# Given exercise 1:
Swap "metal" for "iron" in the records, starting at the line containing "black metal bollard." and ending at the line containing "column 172, row 299", and write out only those lines with nothing else altered.

____ Selection

There’s an unwritten law in our doomscrolling dystopia that when something bad happens, everyone shall speedily post a clickable opinion, something that’s often little more than eye candy with empty calories. So imagine how remiss yours truly has been. I’m apparently the very last member of the far-flung commentariat to weigh in on the horrific public death of Charlie Kirk.
Call me crazy, but I felt it was wise to wait nearly 48 hours, to catch my breath and think about things in a microclimate of calm. I even boycotted social media, which in those 48 hours had predictably become a soul-sapping cesspool of lunacy.
I also reminded myself that, believe it or not, most Americans do not live there.
I’ve been thinking a lot about the importance of empathy, how it connects us with one another, and how its absence can imperil us. An old quote from Hannah Arendt, the late philosopher and scholar of totalitarianism, has been rattling loose in my head: “The death of human empathy is one of the earliest and most telling signs of a culture about to fall into barbarism.”
I also recall that Charlie Kirk made it abundantly clear that he had no use for empathy. In his words, “Empathy is a new-age term that’s done a lot of damage.”
Hence my personal challenge: Feeling empathy for a person – trying to understand him, trying to walk in his shoes – when that person feels no empathy for others.

________

# Given exercise 2:
Extend the essay on empathy and the death of Charlie Kirk by carrying it on past its last sentence.

____ Stored data

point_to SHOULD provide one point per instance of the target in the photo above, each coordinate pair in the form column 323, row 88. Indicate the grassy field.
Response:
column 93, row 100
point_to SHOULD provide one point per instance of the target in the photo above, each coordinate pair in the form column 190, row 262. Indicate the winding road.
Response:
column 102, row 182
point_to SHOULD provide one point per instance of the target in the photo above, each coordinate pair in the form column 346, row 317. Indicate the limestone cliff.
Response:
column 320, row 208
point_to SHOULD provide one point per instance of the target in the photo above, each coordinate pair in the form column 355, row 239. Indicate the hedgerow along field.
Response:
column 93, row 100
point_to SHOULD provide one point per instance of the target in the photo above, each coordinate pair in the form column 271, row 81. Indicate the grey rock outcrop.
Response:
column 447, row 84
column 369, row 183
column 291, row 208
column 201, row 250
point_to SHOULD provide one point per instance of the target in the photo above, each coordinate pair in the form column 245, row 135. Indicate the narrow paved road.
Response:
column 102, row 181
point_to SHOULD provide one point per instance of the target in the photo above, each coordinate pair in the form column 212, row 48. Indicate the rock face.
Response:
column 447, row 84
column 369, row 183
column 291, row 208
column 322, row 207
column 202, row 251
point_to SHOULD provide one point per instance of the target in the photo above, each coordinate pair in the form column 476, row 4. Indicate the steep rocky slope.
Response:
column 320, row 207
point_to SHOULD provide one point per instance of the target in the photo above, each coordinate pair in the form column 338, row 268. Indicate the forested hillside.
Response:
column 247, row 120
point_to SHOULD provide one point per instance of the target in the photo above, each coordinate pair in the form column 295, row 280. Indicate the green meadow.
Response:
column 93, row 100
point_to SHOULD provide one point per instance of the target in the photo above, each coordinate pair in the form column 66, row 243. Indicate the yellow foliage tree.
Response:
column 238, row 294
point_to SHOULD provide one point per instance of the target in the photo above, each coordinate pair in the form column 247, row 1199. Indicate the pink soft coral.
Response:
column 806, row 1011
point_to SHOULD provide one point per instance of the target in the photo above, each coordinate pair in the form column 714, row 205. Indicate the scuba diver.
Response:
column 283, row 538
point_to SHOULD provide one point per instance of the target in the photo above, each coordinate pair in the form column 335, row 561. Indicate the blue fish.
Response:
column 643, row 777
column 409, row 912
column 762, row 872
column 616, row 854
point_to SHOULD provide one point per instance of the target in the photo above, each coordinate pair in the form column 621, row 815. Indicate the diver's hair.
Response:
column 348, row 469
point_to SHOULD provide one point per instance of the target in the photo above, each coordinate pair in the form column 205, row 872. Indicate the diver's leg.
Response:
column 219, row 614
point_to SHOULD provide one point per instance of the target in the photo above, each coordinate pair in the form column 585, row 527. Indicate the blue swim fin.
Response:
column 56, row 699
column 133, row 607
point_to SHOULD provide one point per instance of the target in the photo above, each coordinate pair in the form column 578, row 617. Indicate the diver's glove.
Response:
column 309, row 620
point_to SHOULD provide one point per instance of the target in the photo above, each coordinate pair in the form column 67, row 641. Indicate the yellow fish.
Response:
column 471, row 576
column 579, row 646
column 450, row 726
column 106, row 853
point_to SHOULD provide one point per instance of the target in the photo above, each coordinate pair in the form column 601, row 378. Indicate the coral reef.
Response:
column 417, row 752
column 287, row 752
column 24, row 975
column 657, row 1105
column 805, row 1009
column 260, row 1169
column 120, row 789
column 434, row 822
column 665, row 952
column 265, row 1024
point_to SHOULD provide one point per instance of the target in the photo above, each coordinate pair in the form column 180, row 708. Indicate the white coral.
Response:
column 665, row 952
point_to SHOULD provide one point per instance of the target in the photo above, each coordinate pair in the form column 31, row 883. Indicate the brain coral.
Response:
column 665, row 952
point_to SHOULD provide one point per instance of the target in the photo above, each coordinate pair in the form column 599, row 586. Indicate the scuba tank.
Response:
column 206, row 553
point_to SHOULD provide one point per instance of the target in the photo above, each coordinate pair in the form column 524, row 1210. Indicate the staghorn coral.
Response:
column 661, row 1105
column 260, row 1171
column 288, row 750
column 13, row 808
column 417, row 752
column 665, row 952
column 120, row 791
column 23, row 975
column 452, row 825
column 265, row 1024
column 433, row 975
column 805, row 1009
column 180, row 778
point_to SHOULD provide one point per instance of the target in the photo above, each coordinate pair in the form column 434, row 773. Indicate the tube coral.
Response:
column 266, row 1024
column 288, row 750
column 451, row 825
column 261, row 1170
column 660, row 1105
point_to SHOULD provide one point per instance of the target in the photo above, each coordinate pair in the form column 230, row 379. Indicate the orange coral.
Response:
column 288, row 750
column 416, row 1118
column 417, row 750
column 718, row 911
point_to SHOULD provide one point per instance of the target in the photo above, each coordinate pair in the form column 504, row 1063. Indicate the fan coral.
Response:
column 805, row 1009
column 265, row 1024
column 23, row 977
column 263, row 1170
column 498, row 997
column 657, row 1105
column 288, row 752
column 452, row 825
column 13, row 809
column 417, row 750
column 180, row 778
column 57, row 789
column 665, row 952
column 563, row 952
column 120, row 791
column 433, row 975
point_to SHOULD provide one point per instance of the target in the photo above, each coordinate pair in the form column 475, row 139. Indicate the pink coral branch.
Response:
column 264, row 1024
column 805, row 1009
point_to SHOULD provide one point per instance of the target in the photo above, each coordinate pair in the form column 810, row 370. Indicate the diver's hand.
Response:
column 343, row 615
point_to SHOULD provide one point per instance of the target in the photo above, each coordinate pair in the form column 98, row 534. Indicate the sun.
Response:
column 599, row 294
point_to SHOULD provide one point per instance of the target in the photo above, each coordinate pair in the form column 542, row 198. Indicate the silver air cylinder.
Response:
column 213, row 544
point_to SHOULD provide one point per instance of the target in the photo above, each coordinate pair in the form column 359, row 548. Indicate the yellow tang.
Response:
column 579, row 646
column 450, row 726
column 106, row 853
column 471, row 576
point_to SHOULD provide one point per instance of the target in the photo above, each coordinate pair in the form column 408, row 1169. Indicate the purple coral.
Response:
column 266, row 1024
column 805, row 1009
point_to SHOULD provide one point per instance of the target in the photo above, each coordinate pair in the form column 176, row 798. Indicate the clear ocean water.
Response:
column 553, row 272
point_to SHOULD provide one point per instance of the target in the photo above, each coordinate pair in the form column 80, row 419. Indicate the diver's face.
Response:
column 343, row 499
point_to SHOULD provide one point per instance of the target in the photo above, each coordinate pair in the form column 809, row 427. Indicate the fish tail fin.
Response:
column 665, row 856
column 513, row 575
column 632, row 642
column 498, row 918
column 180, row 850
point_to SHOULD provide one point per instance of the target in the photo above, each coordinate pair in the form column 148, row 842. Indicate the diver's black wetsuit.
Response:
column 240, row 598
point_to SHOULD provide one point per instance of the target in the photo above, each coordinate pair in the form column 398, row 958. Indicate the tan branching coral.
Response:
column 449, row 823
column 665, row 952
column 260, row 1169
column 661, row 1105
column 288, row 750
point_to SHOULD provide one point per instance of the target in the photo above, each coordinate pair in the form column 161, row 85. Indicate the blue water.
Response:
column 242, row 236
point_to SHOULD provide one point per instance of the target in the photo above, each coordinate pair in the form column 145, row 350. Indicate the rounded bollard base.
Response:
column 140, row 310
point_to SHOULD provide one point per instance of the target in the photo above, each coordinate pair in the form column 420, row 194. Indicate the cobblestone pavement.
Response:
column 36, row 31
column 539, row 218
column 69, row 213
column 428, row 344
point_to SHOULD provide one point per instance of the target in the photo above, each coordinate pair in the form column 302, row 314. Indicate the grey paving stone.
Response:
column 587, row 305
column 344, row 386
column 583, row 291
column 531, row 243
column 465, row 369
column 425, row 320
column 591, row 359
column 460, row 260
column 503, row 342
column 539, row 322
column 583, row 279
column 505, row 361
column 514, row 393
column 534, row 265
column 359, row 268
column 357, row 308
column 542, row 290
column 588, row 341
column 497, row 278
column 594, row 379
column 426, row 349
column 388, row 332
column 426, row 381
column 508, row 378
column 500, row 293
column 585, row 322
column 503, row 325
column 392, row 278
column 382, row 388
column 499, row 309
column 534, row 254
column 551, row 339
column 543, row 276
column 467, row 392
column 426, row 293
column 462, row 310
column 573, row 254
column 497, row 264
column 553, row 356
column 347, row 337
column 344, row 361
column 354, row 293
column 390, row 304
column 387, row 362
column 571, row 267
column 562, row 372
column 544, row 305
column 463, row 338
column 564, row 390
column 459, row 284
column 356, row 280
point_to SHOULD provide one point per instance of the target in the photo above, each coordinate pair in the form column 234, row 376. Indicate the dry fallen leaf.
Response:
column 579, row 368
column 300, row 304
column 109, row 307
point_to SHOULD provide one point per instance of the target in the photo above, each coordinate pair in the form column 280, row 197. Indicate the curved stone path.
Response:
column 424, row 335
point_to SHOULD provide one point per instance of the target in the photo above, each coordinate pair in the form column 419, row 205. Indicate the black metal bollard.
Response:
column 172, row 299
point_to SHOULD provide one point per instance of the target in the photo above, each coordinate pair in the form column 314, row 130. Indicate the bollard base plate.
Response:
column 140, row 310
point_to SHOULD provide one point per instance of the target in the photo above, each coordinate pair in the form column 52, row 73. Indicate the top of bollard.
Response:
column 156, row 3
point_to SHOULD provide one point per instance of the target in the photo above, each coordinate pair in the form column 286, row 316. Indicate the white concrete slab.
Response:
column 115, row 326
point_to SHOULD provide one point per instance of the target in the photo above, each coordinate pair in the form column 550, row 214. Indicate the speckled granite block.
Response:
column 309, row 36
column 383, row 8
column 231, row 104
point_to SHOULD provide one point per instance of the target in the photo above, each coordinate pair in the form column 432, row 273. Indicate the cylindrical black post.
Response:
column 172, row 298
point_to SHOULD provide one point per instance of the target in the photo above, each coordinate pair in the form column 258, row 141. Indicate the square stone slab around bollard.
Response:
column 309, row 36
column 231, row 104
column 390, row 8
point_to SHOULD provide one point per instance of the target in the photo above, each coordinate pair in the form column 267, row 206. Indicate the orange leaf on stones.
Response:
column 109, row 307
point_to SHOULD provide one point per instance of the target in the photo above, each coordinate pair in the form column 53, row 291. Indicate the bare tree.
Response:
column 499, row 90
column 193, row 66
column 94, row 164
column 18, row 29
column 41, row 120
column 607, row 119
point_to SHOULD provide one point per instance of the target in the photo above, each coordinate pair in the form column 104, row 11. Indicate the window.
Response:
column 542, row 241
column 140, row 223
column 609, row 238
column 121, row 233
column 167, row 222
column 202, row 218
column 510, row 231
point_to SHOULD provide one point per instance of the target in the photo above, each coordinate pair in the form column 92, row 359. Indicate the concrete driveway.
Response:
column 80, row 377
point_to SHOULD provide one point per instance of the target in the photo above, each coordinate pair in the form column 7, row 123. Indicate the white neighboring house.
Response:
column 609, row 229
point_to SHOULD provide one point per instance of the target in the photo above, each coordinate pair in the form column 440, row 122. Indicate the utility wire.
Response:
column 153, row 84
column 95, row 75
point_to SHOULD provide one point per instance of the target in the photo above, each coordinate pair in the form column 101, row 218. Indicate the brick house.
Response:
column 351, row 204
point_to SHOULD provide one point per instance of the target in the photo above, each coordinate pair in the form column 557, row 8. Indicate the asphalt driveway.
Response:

________

# Exercise answer 1:
point_to SHOULD provide one point per instance of the target in the photo above, each coordinate pair in the form column 419, row 205. Indicate the black iron bollard.
Response:
column 172, row 299

# Exercise answer 2:
No empathy, especially, for Black professionals (“If I see a Black pilot, I’m going to be like, ‘Boy I hope he’s qualified’.”). Or for Black women (“You do not have brain processing power to otherwise be taken seriously, you have to go steal a white person’s slot”). Or for the victims of America’s gun violence epidemic, including schoolchildren (“I think it’s worth the cost of, unfortunately, some gun deaths every single year so that we can have the Second Amendment to protect our other God-given rights”). Or for single women (“the most depressed, suicidal, anxious, and lonely in America’s history…so they start to lash out at the rest of society”). Or for Jews (“Some of the largest funders of cultural Marxist ideas… Jewish communities have been pushing the exact kind of hatred against whites that they claim to want people to stop using against them”). Or for gay people (who are “corrupting your children”).
OK, Kirk makes it hard for me.
But I can still put myself in his shoes. I invite you to do it as well, to sit on a stage in a spirit of open and civil debate (which he routinely did), and to perhaps feel, if only for a millisecond, the thud of a bullet canceling your consciousness forever. That is America at its primal worst, and I find it sickening that some find Kirk’s death grist for jokes and celebration.
The place to defeat someone like Kirk is in the public square. Perhaps Kirk’s most ghoulish critics should be asking themselves why he was so successful there, and what needs to be done to win over the impressionable young people who’ve dug his message.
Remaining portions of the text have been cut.